» Point placement records:

• • • • •

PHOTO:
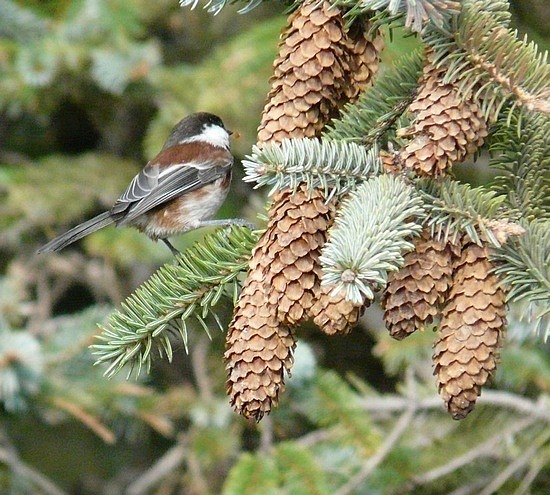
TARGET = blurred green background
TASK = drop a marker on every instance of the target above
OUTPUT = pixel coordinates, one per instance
(89, 90)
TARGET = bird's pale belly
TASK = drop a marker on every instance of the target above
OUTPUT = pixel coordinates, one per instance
(185, 213)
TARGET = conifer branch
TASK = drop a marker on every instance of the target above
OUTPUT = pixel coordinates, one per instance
(380, 106)
(453, 208)
(486, 57)
(334, 166)
(415, 12)
(163, 303)
(524, 159)
(524, 267)
(216, 6)
(370, 236)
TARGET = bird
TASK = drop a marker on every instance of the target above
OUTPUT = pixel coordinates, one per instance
(178, 190)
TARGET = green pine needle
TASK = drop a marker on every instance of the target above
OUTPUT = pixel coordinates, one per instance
(414, 12)
(216, 6)
(485, 58)
(524, 159)
(453, 209)
(370, 236)
(379, 107)
(524, 267)
(334, 166)
(161, 306)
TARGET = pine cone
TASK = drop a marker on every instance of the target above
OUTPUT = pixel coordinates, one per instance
(296, 232)
(259, 352)
(258, 347)
(446, 128)
(320, 66)
(414, 293)
(333, 314)
(467, 349)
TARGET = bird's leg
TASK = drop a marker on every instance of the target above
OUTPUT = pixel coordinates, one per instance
(226, 222)
(175, 252)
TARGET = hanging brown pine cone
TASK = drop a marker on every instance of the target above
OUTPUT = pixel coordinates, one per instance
(466, 352)
(446, 127)
(413, 295)
(321, 64)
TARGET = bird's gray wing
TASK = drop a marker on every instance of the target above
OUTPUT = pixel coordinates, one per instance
(154, 186)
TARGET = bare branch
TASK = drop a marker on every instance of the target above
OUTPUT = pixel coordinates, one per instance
(374, 461)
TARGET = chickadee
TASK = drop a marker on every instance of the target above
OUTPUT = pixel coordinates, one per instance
(179, 190)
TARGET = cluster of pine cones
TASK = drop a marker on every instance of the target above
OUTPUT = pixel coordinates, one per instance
(322, 64)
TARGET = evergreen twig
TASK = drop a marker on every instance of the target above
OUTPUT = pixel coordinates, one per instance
(524, 160)
(216, 6)
(163, 304)
(453, 208)
(333, 166)
(524, 267)
(484, 56)
(415, 12)
(369, 119)
(370, 236)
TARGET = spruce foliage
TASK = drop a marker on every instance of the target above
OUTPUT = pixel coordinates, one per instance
(360, 412)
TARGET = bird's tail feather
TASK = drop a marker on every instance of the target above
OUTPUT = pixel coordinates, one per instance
(77, 232)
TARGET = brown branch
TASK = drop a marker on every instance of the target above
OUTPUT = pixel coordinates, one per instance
(169, 462)
(373, 462)
(86, 418)
(486, 448)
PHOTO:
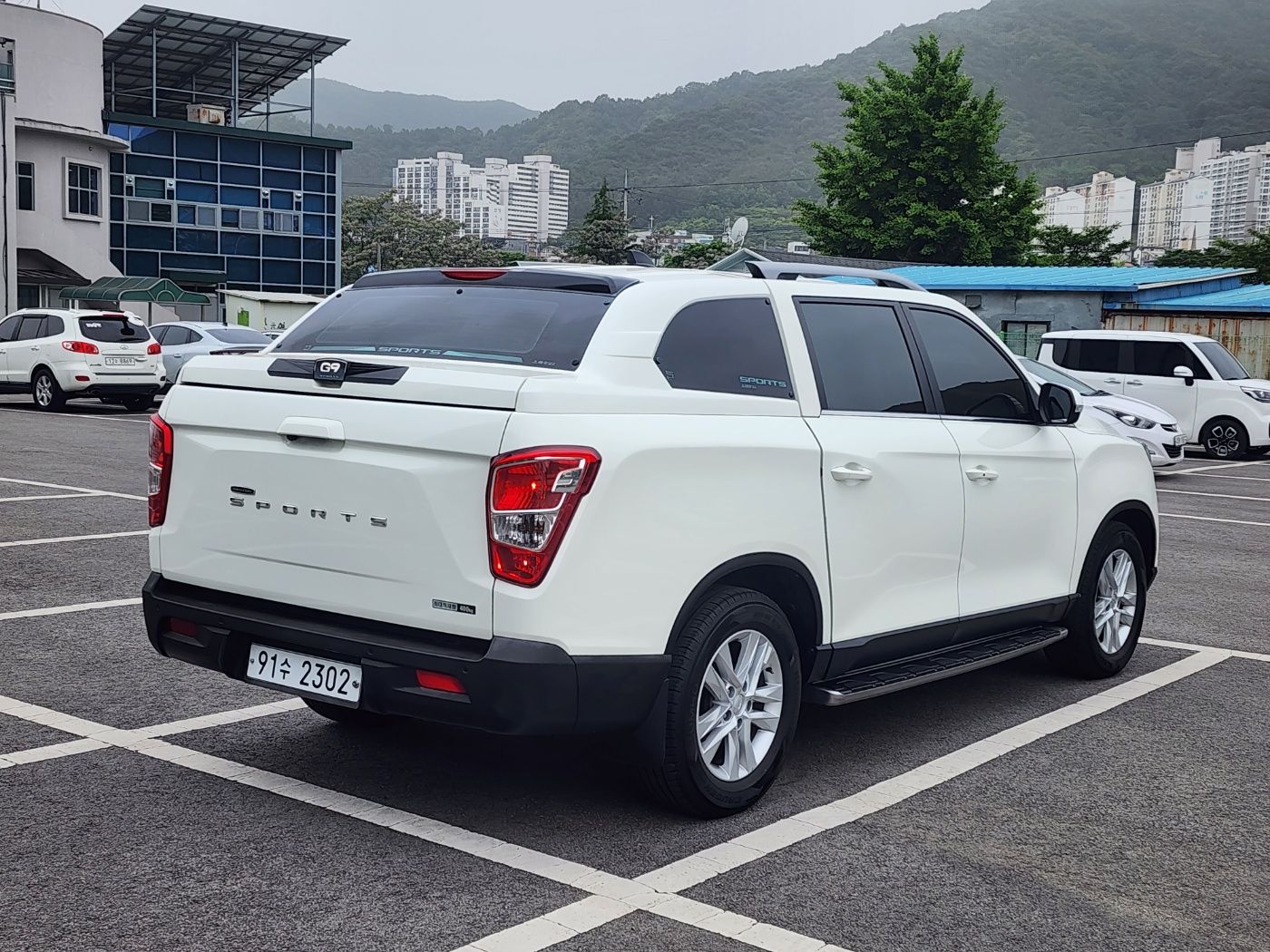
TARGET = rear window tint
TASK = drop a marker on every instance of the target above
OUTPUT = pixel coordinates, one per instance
(238, 335)
(114, 330)
(524, 326)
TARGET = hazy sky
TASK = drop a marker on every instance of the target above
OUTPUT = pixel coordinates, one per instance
(540, 53)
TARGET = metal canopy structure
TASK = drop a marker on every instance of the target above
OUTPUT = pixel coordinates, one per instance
(161, 61)
(159, 291)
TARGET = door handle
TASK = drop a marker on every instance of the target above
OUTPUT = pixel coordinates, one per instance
(851, 472)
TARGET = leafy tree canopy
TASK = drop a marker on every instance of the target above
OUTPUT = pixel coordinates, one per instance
(386, 235)
(1058, 244)
(918, 177)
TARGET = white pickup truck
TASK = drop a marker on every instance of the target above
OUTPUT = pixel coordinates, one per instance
(670, 505)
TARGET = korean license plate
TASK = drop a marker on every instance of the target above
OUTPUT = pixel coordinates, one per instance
(305, 675)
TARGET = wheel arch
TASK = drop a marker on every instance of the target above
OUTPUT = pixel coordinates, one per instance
(784, 579)
(1140, 520)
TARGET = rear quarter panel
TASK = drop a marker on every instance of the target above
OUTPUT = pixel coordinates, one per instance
(676, 497)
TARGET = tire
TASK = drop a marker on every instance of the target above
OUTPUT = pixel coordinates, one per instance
(347, 716)
(1225, 438)
(1089, 651)
(692, 777)
(44, 391)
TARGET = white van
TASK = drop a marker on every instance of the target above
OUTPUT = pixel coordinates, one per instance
(1194, 378)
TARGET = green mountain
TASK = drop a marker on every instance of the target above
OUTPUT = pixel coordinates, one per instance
(343, 104)
(1077, 76)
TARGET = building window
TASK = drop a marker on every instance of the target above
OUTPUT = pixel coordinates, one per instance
(25, 187)
(83, 189)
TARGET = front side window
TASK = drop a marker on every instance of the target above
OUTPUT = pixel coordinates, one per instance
(1226, 364)
(861, 359)
(1089, 355)
(25, 187)
(974, 378)
(83, 189)
(726, 346)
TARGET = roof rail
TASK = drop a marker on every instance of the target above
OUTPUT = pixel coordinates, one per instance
(785, 270)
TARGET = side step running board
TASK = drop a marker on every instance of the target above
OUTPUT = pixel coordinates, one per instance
(911, 672)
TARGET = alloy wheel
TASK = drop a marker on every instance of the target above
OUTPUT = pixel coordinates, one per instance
(1115, 603)
(739, 706)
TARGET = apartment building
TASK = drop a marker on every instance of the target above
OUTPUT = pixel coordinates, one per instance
(523, 200)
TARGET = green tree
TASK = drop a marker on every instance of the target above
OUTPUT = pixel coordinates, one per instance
(603, 235)
(918, 177)
(1058, 244)
(381, 232)
(1254, 253)
(701, 254)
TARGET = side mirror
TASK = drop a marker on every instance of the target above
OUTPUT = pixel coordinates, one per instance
(1058, 405)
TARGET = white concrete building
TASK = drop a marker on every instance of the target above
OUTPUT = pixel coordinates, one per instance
(56, 159)
(1107, 199)
(1177, 213)
(527, 200)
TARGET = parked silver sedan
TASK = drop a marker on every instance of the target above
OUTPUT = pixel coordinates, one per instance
(181, 340)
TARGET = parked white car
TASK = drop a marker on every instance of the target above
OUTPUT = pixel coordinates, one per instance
(1148, 425)
(183, 340)
(667, 504)
(59, 355)
(1194, 378)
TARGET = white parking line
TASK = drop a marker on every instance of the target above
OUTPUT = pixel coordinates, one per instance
(72, 539)
(708, 863)
(73, 489)
(59, 495)
(66, 609)
(1212, 518)
(1187, 646)
(1215, 495)
(615, 897)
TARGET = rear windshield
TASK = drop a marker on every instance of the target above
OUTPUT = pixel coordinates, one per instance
(238, 335)
(111, 329)
(527, 326)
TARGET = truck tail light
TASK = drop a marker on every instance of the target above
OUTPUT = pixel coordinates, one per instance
(532, 497)
(161, 469)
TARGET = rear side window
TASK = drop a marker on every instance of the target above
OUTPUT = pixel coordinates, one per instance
(973, 376)
(111, 329)
(1094, 355)
(726, 346)
(1158, 358)
(524, 326)
(238, 335)
(861, 358)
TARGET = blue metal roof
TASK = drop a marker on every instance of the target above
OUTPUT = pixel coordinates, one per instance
(1250, 297)
(937, 277)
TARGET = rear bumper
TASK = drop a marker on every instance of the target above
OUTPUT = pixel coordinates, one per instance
(513, 685)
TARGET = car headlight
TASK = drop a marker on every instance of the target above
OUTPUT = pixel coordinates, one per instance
(1138, 423)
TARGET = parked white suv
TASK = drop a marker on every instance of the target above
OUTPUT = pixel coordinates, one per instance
(667, 503)
(1194, 378)
(59, 355)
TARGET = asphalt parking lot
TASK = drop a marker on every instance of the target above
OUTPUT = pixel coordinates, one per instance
(146, 803)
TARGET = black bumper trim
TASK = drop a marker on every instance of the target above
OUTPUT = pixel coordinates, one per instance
(513, 685)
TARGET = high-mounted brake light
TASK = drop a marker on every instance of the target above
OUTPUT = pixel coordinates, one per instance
(473, 273)
(161, 469)
(532, 497)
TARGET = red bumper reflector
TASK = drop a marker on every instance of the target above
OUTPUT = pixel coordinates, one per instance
(435, 681)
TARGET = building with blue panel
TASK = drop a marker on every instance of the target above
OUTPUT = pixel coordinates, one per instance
(211, 193)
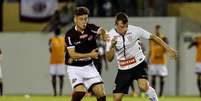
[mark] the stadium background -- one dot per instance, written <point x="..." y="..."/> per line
<point x="26" y="57"/>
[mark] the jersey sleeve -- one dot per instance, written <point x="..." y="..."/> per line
<point x="108" y="43"/>
<point x="69" y="40"/>
<point x="94" y="28"/>
<point x="143" y="33"/>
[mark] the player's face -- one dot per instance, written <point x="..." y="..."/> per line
<point x="121" y="27"/>
<point x="81" y="21"/>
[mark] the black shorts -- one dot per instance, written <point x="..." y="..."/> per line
<point x="124" y="78"/>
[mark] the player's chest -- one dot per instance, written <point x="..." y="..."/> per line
<point x="126" y="40"/>
<point x="84" y="38"/>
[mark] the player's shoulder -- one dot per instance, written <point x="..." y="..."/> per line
<point x="132" y="27"/>
<point x="112" y="32"/>
<point x="71" y="31"/>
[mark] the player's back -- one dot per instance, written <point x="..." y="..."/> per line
<point x="57" y="50"/>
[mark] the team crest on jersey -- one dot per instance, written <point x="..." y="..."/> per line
<point x="74" y="80"/>
<point x="90" y="37"/>
<point x="83" y="36"/>
<point x="130" y="38"/>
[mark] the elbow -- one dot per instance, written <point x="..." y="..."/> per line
<point x="109" y="57"/>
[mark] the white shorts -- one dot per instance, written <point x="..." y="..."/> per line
<point x="0" y="73"/>
<point x="158" y="70"/>
<point x="57" y="69"/>
<point x="87" y="75"/>
<point x="198" y="68"/>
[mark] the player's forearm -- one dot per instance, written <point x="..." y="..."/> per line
<point x="110" y="54"/>
<point x="103" y="34"/>
<point x="160" y="42"/>
<point x="76" y="55"/>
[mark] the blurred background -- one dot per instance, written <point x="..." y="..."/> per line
<point x="26" y="26"/>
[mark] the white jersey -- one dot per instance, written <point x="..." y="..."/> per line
<point x="128" y="50"/>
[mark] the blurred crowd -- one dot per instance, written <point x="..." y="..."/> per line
<point x="105" y="8"/>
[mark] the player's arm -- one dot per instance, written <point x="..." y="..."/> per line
<point x="169" y="50"/>
<point x="102" y="33"/>
<point x="75" y="55"/>
<point x="1" y="56"/>
<point x="149" y="53"/>
<point x="111" y="50"/>
<point x="194" y="43"/>
<point x="49" y="43"/>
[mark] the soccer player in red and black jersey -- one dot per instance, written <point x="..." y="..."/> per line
<point x="82" y="48"/>
<point x="1" y="82"/>
<point x="197" y="44"/>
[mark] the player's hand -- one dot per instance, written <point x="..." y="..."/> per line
<point x="172" y="53"/>
<point x="105" y="37"/>
<point x="114" y="41"/>
<point x="94" y="53"/>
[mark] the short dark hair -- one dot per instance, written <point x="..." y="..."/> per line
<point x="158" y="26"/>
<point x="121" y="17"/>
<point x="81" y="11"/>
<point x="57" y="31"/>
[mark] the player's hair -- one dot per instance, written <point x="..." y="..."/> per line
<point x="81" y="11"/>
<point x="121" y="17"/>
<point x="158" y="26"/>
<point x="57" y="31"/>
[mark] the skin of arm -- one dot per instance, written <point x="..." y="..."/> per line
<point x="194" y="43"/>
<point x="110" y="53"/>
<point x="75" y="55"/>
<point x="50" y="49"/>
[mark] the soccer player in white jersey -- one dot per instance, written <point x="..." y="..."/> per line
<point x="1" y="82"/>
<point x="125" y="44"/>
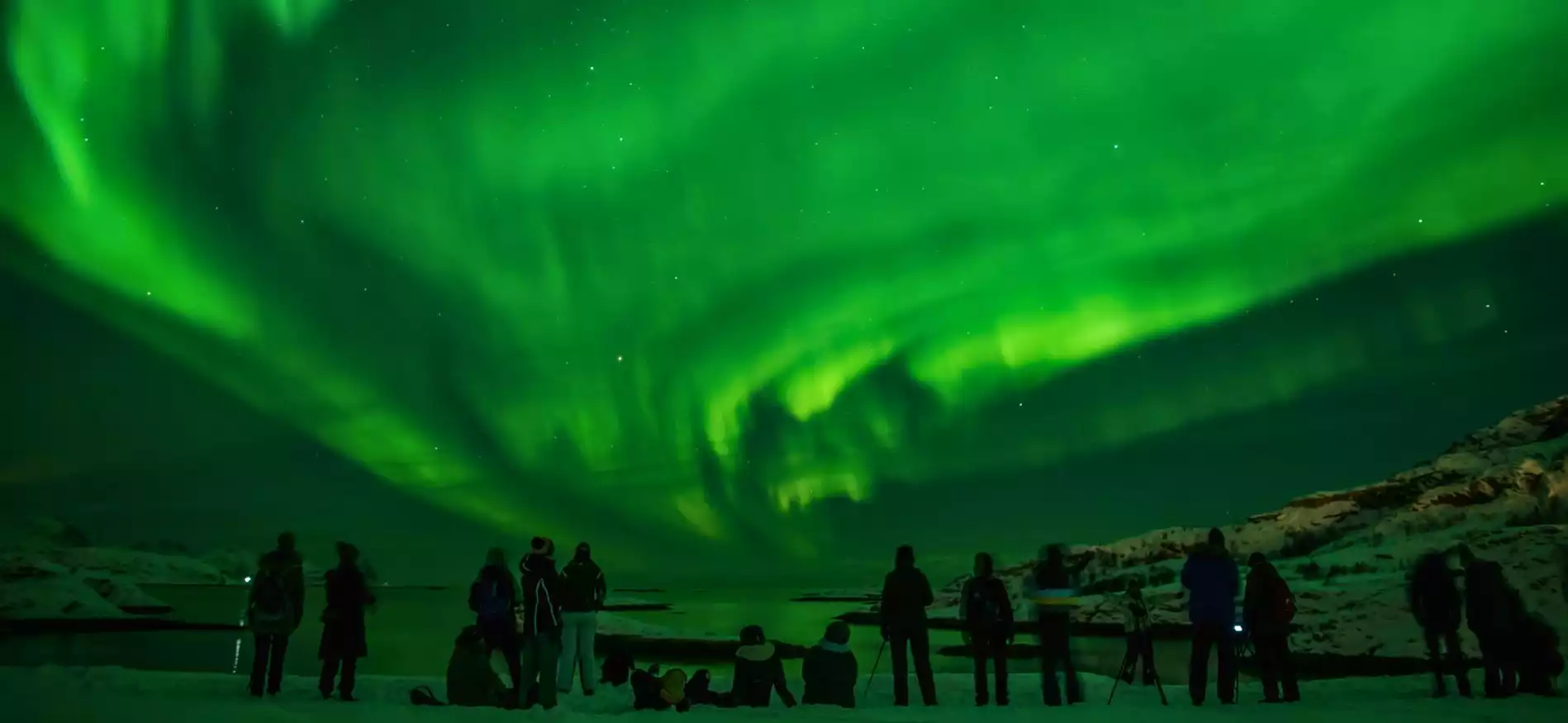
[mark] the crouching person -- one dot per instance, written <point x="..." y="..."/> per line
<point x="471" y="681"/>
<point x="829" y="670"/>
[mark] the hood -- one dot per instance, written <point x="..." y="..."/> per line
<point x="672" y="686"/>
<point x="756" y="653"/>
<point x="537" y="565"/>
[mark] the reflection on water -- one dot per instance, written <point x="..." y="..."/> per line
<point x="411" y="634"/>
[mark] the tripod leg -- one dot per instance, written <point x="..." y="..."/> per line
<point x="1126" y="665"/>
<point x="1152" y="668"/>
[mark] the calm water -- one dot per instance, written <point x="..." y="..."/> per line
<point x="411" y="634"/>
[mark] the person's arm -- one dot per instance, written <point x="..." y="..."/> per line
<point x="963" y="601"/>
<point x="855" y="677"/>
<point x="782" y="684"/>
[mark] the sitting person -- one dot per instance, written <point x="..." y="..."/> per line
<point x="759" y="672"/>
<point x="659" y="692"/>
<point x="700" y="689"/>
<point x="829" y="670"/>
<point x="616" y="668"/>
<point x="471" y="681"/>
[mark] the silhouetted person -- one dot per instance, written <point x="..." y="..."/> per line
<point x="541" y="621"/>
<point x="1437" y="606"/>
<point x="1213" y="583"/>
<point x="905" y="597"/>
<point x="1490" y="616"/>
<point x="344" y="623"/>
<point x="986" y="614"/>
<point x="700" y="689"/>
<point x="273" y="612"/>
<point x="654" y="691"/>
<point x="829" y="668"/>
<point x="759" y="672"/>
<point x="1136" y="621"/>
<point x="582" y="597"/>
<point x="1267" y="611"/>
<point x="471" y="681"/>
<point x="1049" y="587"/>
<point x="616" y="668"/>
<point x="492" y="597"/>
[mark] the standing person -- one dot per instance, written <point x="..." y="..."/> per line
<point x="273" y="612"/>
<point x="1140" y="642"/>
<point x="541" y="623"/>
<point x="986" y="614"/>
<point x="1051" y="588"/>
<point x="905" y="597"/>
<point x="1490" y="616"/>
<point x="829" y="668"/>
<point x="1267" y="611"/>
<point x="1437" y="606"/>
<point x="494" y="602"/>
<point x="344" y="623"/>
<point x="1213" y="583"/>
<point x="582" y="597"/>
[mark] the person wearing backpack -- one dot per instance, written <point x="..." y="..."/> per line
<point x="1267" y="611"/>
<point x="1049" y="587"/>
<point x="541" y="623"/>
<point x="273" y="612"/>
<point x="1438" y="609"/>
<point x="492" y="597"/>
<point x="582" y="597"/>
<point x="986" y="614"/>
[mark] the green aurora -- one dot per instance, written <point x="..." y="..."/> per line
<point x="710" y="264"/>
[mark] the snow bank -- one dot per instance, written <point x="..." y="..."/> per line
<point x="118" y="695"/>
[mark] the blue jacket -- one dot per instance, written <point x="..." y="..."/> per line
<point x="1214" y="583"/>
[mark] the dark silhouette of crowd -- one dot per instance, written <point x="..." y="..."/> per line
<point x="544" y="620"/>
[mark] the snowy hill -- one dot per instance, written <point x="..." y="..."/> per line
<point x="1501" y="490"/>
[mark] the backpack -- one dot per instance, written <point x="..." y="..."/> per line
<point x="424" y="697"/>
<point x="268" y="600"/>
<point x="492" y="604"/>
<point x="1285" y="604"/>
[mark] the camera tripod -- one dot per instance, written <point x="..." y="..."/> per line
<point x="1129" y="668"/>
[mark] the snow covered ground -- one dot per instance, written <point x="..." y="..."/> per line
<point x="122" y="695"/>
<point x="1501" y="490"/>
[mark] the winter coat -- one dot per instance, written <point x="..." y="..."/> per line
<point x="289" y="571"/>
<point x="582" y="587"/>
<point x="497" y="581"/>
<point x="985" y="609"/>
<point x="541" y="607"/>
<point x="1489" y="600"/>
<point x="1435" y="597"/>
<point x="1214" y="583"/>
<point x="759" y="672"/>
<point x="1049" y="595"/>
<point x="829" y="670"/>
<point x="471" y="679"/>
<point x="905" y="597"/>
<point x="344" y="620"/>
<point x="1261" y="604"/>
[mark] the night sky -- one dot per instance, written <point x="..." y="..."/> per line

• • • • •

» TO DO: Copy out, unchanged, everything in the material from the line with "TARGET = white pickup truck" down to the line with "(1140, 520)", both of those lines included.

» OUTPUT OF THE EXERCISE:
TARGET = white pickup truck
TASK = drop a marker on every instance of the target above
OUTPUT = pixel coordinates, one per instance
(670, 505)
TARGET = korean license plate
TASK = drop a marker on every instance of the target above
OUTPUT = pixel coordinates, one per instance
(305, 675)
TARGET = wheel arch
TASK = drop a marker on every instance of the target above
OUTPUT = pixel coordinates, one per instance
(784, 579)
(1140, 520)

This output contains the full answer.